#### [WHAT THE EXERCISE ASKS]
Please revise the material below so that every "bounding box" reads "enclosing rectangle", leaving everything else untouched.

#### [DATASET RECORDS]

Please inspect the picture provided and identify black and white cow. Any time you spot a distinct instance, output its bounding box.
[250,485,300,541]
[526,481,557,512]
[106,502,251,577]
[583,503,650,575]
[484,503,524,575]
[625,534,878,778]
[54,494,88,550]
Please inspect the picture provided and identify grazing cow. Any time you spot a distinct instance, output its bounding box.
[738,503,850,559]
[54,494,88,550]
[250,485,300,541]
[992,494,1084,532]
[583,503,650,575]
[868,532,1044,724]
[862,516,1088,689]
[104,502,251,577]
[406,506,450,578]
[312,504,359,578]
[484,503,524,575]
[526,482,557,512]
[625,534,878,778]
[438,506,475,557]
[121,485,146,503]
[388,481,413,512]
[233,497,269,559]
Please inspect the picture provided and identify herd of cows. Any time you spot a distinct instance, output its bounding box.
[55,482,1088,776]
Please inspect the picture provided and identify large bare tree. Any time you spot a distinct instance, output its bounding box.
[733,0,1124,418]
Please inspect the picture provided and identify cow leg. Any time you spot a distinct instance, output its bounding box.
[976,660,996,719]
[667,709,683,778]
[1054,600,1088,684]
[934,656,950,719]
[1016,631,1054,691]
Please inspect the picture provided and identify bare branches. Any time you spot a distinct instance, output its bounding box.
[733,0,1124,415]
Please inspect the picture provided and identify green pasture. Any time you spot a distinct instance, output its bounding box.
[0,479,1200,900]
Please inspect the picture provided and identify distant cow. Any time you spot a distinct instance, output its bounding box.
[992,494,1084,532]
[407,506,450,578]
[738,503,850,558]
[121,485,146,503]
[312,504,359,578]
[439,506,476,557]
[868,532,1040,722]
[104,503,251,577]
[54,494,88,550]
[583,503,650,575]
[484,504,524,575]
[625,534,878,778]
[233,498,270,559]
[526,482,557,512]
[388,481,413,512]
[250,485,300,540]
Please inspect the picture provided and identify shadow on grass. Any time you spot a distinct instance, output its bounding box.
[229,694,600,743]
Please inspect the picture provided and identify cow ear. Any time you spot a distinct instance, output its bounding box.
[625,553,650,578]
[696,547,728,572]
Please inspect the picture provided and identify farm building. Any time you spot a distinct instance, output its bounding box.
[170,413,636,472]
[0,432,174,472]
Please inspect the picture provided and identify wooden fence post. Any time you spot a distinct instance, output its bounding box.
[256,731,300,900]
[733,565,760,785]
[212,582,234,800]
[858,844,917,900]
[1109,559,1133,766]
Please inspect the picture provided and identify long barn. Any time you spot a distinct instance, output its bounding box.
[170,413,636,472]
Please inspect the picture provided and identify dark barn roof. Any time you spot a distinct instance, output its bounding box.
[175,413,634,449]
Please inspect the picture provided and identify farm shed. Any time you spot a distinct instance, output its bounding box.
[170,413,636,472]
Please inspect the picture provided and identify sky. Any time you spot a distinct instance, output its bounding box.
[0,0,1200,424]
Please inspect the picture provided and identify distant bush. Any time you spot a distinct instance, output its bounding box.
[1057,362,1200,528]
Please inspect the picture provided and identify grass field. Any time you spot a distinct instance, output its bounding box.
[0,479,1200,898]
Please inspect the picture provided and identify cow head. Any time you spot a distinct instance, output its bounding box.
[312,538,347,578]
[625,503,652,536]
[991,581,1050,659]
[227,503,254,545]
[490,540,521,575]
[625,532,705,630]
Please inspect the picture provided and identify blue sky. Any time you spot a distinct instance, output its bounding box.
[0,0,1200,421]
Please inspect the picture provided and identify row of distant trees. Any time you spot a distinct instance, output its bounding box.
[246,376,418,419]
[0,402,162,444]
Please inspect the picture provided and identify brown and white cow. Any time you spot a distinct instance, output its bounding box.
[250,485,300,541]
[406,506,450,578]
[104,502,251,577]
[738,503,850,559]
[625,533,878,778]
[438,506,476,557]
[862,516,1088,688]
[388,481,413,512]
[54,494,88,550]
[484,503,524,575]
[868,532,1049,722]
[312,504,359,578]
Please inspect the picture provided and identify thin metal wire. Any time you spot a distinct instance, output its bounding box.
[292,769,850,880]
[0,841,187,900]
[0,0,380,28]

#### [RESPONSE TO THIS EXERCISE]
Please inspect the picture provided and identify black and white cow. Any time you spot a distinct instance, output its enclosing rectangle.
[250,485,300,541]
[526,481,557,512]
[106,502,251,577]
[583,503,650,575]
[484,503,524,575]
[625,534,878,778]
[54,494,88,550]
Please inspect the picture provided and identify grazing cow. Any time you spot a distinct instance, output its enclosing rectangle.
[738,503,850,559]
[54,494,88,550]
[250,485,300,541]
[992,494,1084,532]
[583,503,650,575]
[868,532,1044,724]
[862,516,1088,689]
[104,502,251,577]
[406,506,450,578]
[312,504,359,578]
[484,503,524,575]
[526,482,557,512]
[625,534,878,778]
[438,506,475,557]
[121,485,146,503]
[388,481,413,512]
[233,497,269,559]
Please inspect the picture provided and identify herd of cows. Any time you spot a distinct instance, output its enclosing rectangle.
[55,482,1088,776]
Please inspect the picture provided and identify large bare tree. Any time you spot a distinct instance, output its enclosing rectangle.
[733,0,1124,418]
Please inspect the picture provided and identify cow leg. Any time you spot a distinct instance, output its enclosing rectangle.
[976,660,996,719]
[667,709,683,778]
[1054,600,1088,684]
[934,656,950,719]
[1016,631,1054,691]
Please inspect the picture provided and identify bare branches. Any time you spot a distinct instance, output its enclosing rectangle.
[733,0,1124,415]
Please inspect the picture provided and identify green pasture. Any time you spot a distinct instance, output its enclosing rectangle.
[0,479,1200,900]
Please inspect the picture provided and identify distant cow. Any time you spot a distinct instance, output its enclosing rectangle.
[992,494,1084,532]
[407,506,450,578]
[738,503,850,558]
[121,485,146,503]
[312,504,359,578]
[439,506,476,557]
[868,532,1040,722]
[104,503,251,577]
[54,494,88,550]
[583,503,650,575]
[484,504,524,575]
[625,534,878,778]
[233,498,270,559]
[526,482,557,512]
[388,481,413,512]
[250,485,300,540]
Please inspect the picture provided and identify shadow on grass. Any time you spot a distinct instance, output its enclosing rectangle.
[229,694,600,743]
Please inspect the picture provided and identify cow ear. Any time you spot a distinct instance, output its enclosing rectangle.
[625,553,650,578]
[696,547,728,572]
Please inspect the picture provided and identify farm building. Any time you spot a distinct instance, output its enclosing rectangle.
[170,413,636,472]
[0,432,174,472]
Please inspect the picture provided and identify wooden fence post. Any time you spot a distinct instance, output its enclosing rectangle.
[256,731,300,900]
[733,565,760,785]
[212,582,234,800]
[858,844,917,900]
[1109,559,1133,766]
Please inspect the picture provided and identify long barn. Any time you spot a distinct instance, output its enclosing rectangle.
[170,413,636,472]
Please inspect the picture provided and identify dark barn roof. Any time you spot a distinct instance, output its enclosing rectangle.
[175,413,634,449]
Please inspect the picture provided and identify farm shed. Any time you spot a distinct instance, output its enclosing rectangle.
[170,413,636,472]
Please inspect the picture provided and identify sky. Any time you spot a distinct instance, output its enclosing rectangle.
[0,0,1200,424]
Please inspect the picture provided and identify distant bush. Any time you spot a distinct instance, output its enclosing rectangle.
[1057,362,1200,528]
Please inspect the picture provided and identify grass field. Any time you spot a distinct instance, output its enclosing rectangle.
[0,479,1200,898]
Please inspect the picture provided and identify cow head. Any time you spot a distinct instance, output its enclosing rectangle.
[312,538,347,578]
[625,503,652,536]
[991,581,1050,659]
[227,503,254,545]
[490,540,521,575]
[625,532,705,630]
Please inspect the picture provided and identify blue sky. Any time you spot a distinct instance, output its enclosing rectangle.
[0,0,1200,421]
Please inspect the picture provided and identify row of distant trees. Any time you spot a distinct instance, output its enclosing rectangle.
[246,376,418,419]
[0,402,162,444]
Please inspect the picture provided and identify brown and white cow. Any time you spot a distinct instance, output its enclosing rectangle.
[250,485,300,541]
[406,506,450,578]
[104,502,251,577]
[738,503,850,559]
[625,533,878,778]
[438,506,476,557]
[862,516,1088,688]
[388,481,413,512]
[54,494,88,550]
[484,503,524,575]
[868,532,1049,722]
[312,504,359,578]
Please inspect the picture provided and identify thin metal wire. Any time you spot a distinct instance, output its enclosing rectangle.
[292,769,850,880]
[0,841,187,900]
[0,0,380,28]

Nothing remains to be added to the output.